● **TASK DIRECTIONS**
How many lines of the records below contain the string "inside", with case counting? Reply with the number alone.

● **DATA SHOWN**
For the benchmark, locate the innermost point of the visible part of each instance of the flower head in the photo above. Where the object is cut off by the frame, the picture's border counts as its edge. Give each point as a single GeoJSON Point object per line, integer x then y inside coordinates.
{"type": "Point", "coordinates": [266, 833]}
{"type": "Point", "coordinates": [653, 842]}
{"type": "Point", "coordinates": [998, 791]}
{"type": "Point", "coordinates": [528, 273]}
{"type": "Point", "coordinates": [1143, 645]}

---

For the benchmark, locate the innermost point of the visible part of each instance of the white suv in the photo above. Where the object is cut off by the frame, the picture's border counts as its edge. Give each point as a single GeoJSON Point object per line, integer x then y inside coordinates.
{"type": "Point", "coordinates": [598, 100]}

● **SOLUTION**
2